§ Exercise instructions
Can you transcribe every line exactly and leave the pictures behind?

[start of Source data]

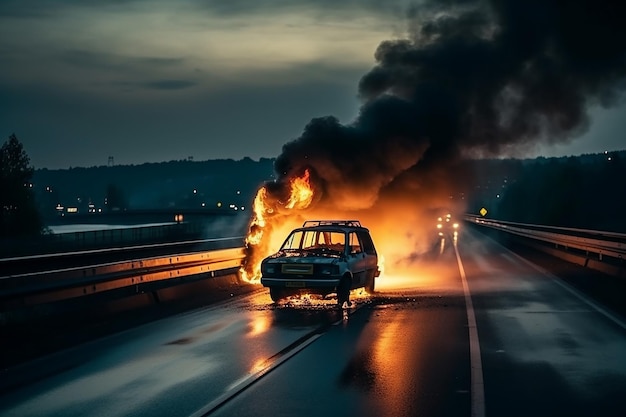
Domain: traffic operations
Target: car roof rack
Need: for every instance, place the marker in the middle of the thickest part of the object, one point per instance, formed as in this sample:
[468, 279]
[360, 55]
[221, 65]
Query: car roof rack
[348, 223]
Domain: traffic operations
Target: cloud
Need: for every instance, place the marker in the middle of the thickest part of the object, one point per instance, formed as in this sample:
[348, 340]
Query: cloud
[170, 84]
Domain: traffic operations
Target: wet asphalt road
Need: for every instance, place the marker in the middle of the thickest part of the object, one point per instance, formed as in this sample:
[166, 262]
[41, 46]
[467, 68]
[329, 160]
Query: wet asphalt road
[543, 350]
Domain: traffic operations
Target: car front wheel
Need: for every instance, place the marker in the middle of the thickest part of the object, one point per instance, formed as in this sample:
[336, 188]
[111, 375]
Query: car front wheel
[370, 284]
[343, 291]
[276, 294]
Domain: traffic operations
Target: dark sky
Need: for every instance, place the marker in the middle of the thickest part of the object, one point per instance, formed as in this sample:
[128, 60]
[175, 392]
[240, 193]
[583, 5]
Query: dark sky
[151, 81]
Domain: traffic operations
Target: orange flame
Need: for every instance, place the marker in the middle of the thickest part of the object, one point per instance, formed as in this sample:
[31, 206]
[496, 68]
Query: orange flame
[266, 218]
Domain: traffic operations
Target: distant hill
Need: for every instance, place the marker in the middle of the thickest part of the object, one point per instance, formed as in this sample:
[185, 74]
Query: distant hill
[185, 184]
[586, 191]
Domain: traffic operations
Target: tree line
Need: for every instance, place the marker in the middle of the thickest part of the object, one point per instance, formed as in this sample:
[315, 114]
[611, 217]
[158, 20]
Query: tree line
[587, 191]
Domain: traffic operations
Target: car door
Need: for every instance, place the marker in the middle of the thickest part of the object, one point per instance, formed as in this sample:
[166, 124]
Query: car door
[357, 259]
[371, 257]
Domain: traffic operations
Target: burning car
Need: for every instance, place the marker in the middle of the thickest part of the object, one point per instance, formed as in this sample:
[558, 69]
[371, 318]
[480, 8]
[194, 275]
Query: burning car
[322, 257]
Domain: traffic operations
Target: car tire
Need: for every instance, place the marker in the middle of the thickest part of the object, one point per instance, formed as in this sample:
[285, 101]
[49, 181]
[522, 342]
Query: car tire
[370, 285]
[343, 291]
[276, 294]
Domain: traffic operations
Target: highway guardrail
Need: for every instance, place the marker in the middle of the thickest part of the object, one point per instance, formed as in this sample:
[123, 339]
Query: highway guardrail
[592, 245]
[23, 290]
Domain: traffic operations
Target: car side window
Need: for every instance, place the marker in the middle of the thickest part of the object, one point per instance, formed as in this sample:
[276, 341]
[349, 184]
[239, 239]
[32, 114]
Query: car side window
[355, 244]
[368, 244]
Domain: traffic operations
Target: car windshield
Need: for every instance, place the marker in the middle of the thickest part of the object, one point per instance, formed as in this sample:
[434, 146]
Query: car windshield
[316, 240]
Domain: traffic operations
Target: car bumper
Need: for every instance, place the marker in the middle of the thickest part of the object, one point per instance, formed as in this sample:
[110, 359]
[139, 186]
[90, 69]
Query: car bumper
[300, 283]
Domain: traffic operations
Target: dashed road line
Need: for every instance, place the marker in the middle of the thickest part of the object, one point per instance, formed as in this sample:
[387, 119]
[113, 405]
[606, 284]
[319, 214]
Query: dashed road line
[476, 367]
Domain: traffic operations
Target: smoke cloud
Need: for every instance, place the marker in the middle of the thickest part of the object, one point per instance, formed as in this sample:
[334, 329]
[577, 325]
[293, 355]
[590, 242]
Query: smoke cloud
[472, 78]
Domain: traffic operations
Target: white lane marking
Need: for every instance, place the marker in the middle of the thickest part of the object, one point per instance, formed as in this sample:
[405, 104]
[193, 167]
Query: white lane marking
[251, 378]
[476, 367]
[582, 297]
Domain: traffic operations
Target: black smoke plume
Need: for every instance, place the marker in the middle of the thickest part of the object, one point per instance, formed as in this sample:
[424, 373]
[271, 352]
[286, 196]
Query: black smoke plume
[472, 78]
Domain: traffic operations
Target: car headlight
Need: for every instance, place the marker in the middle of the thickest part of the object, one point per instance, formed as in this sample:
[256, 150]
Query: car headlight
[328, 269]
[268, 268]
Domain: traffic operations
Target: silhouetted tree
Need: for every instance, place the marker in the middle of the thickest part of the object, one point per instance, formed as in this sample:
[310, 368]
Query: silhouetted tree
[19, 215]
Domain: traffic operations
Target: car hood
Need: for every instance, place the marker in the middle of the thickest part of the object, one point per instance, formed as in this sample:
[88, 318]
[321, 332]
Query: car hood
[302, 257]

[end of Source data]

§ Finished answer
Domain: traffic operations
Target: car roof rack
Need: for every instance, place the marker in the middle of the thickest part of the object, one point per instance, formed as in this sample:
[468, 279]
[360, 55]
[221, 65]
Query: car roof rack
[348, 223]
Domain: traffic operations
Target: cloud
Need: for every instance, place the marker in the middle of the thickest part of the object, one point per instance, formed as in this sample:
[348, 340]
Query: cloud
[170, 84]
Domain: traffic operations
Target: wet asphalt road
Need: for every instance, place the marker in the middle of the thickest part of the object, one point per instance, formed as in this sample:
[166, 262]
[41, 46]
[467, 68]
[329, 160]
Query: wet asphalt road
[543, 350]
Domain: traffic operations
Target: car front wheel
Need: for every instance, place the marker in the middle of the thickest part of the object, one point per instance, formed as in this sample:
[336, 188]
[111, 375]
Query: car front wheel
[370, 284]
[343, 291]
[276, 294]
Domain: traffic operations
Target: dark sky
Need: for every instance, place the marker in the middle of the thickest part of the object, one point per instance, formed as in this sample:
[128, 60]
[175, 392]
[240, 193]
[583, 5]
Query: dark sky
[151, 81]
Domain: traffic operations
Target: orange flame
Need: for every instance, place the marker in the middle of the thickest part of the object, one point per instance, formed as in this sample:
[31, 206]
[496, 68]
Query: orange flame
[266, 218]
Domain: traffic operations
Target: distant hill
Need: for every instance, place the marker in the middle of the thickest part of the object, one point per instance, formed as in this sample:
[185, 74]
Query: distant hill
[185, 184]
[586, 191]
Domain: traffic operations
Target: tree line
Need: for every instance, place the marker in the middle of the thickest part of the object, one point per instance, formed as in this sample:
[315, 114]
[611, 217]
[158, 20]
Query: tree line
[587, 191]
Domain: traffic operations
Target: car door
Need: for every instance, place the marker in the middle of the thickest part of the object, one point per instance, formed as in this sample:
[166, 124]
Query: car door
[357, 259]
[371, 257]
Domain: traffic operations
Target: burning car
Need: for every instance, place the marker in the middle of the thickest part of the object, one point per instance, formed as in this sample:
[558, 69]
[371, 318]
[480, 8]
[194, 275]
Query: burning car
[322, 257]
Domain: traffic operations
Target: car tire
Need: for every instance, place the marker in the middle of the thickest part of the object, one point per instance, formed as in this sample:
[285, 101]
[49, 181]
[522, 342]
Query: car tire
[370, 285]
[343, 291]
[276, 294]
Domain: traffic operations
Target: highway guardrail
Need: for every instance, place the marker in the middle of the thickest part of the object, one point per instance, formed as in this sample:
[123, 339]
Query: highway guardrail
[592, 245]
[23, 290]
Domain: traffic operations
Target: car side window
Need: for every instance, place the marker in the middle of the thickest part of the object, one point per instance, formed as in this sample:
[276, 341]
[349, 184]
[239, 239]
[32, 114]
Query: car side window
[355, 244]
[368, 244]
Domain: traffic operations
Target: car windshield
Need: for every instance, place the marker in the middle of the thickest part of the object, one point per instance, formed as in this sample:
[434, 146]
Query: car windshield
[316, 240]
Domain: traffic operations
Target: car bumper
Need: for every instance, place the marker in the middle of the thickest part of the object, one point per instance, formed as in this sample:
[110, 359]
[139, 186]
[90, 69]
Query: car bumper
[300, 283]
Domain: traffic operations
Target: dashed road line
Need: for every instance, place the marker in the middle of the thickest part of the object, one point per instance, formed as in this sample:
[387, 119]
[113, 405]
[606, 284]
[319, 214]
Query: dashed road line
[476, 367]
Domain: traffic operations
Target: smoke cloud
Need: for every instance, place the marker in the middle of the thickest part of the object, one point per instance, formed as in this sample:
[334, 329]
[577, 325]
[293, 355]
[590, 242]
Query: smoke cloud
[472, 78]
Domain: traffic operations
Target: white lane marking
Need: for every instance, place the marker in the middle of the thickest part of the object, one point per instance, formed as in this sample:
[405, 104]
[193, 167]
Query: white lane marking
[251, 378]
[476, 367]
[582, 297]
Domain: traffic operations
Target: black smoke plume
Need: for every instance, place the marker in the middle of the thickest part of the object, one point per instance, formed as in this sample:
[424, 373]
[271, 352]
[286, 196]
Query: black smoke plume
[472, 78]
Domain: traffic operations
Target: car headlight
Need: for every instance, place the marker in the middle of the thickest part of the object, one point per instance, formed as in this sample:
[256, 150]
Query: car headlight
[328, 269]
[268, 268]
Domain: traffic operations
Target: silhouetted tree
Need: for every instance, place the marker in the middle of the thickest part of the object, one point per instance, formed as in this sample:
[310, 368]
Query: silhouetted tree
[19, 215]
Domain: traffic operations
Target: car hood
Need: for every instance, place the marker in the middle of the thickest part of the object, one point per instance, formed as in this sample:
[88, 318]
[321, 332]
Query: car hood
[302, 257]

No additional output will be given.